*Set problem*: Beginning with the line containing "target | piped purple rose" and continuing through the end of the listing, rewrite those lines with the requests included. Scale every coordinate in the answers by 1.8 and round each result to the nearest whole number, rounding halves up.

*Record list*:
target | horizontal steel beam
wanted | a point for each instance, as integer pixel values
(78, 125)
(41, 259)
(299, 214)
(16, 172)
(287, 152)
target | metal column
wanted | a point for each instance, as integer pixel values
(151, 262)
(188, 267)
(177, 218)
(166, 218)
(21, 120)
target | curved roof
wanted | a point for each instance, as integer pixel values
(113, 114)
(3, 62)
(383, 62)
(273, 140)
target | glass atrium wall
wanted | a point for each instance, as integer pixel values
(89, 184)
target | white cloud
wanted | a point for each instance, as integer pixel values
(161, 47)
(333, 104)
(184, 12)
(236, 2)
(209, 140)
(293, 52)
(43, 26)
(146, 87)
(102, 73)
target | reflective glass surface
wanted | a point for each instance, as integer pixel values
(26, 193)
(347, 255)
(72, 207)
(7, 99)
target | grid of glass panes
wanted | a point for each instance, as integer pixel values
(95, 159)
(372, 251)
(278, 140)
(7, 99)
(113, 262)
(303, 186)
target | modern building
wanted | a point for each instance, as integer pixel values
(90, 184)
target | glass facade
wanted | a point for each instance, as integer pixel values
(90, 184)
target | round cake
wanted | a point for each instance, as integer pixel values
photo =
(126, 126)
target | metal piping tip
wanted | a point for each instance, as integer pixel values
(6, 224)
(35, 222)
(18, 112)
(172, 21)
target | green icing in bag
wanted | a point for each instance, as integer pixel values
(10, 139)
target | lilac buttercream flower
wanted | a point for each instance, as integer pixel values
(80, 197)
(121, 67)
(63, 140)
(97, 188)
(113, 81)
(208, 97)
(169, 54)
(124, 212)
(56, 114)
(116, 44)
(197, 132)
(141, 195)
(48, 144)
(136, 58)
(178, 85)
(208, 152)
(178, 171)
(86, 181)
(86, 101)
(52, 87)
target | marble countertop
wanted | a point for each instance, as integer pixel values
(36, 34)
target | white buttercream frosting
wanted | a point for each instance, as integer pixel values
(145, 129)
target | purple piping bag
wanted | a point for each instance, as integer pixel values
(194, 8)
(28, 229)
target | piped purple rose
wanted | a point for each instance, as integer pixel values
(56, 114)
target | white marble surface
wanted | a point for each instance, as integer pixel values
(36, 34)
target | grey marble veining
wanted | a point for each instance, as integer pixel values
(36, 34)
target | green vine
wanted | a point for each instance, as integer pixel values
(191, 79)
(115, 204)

*Written solution*:
target | piped purple rose
wanted | a point for each instance, as integer pixel values
(101, 205)
target | white marble surface
wanted | a point for each instance, as integer pixel values
(65, 61)
target | grey marble veining
wanted | a point for each instance, as integer pixel values
(65, 61)
target | green vine
wanted | a point for each instance, as integer pixel values
(344, 142)
(207, 367)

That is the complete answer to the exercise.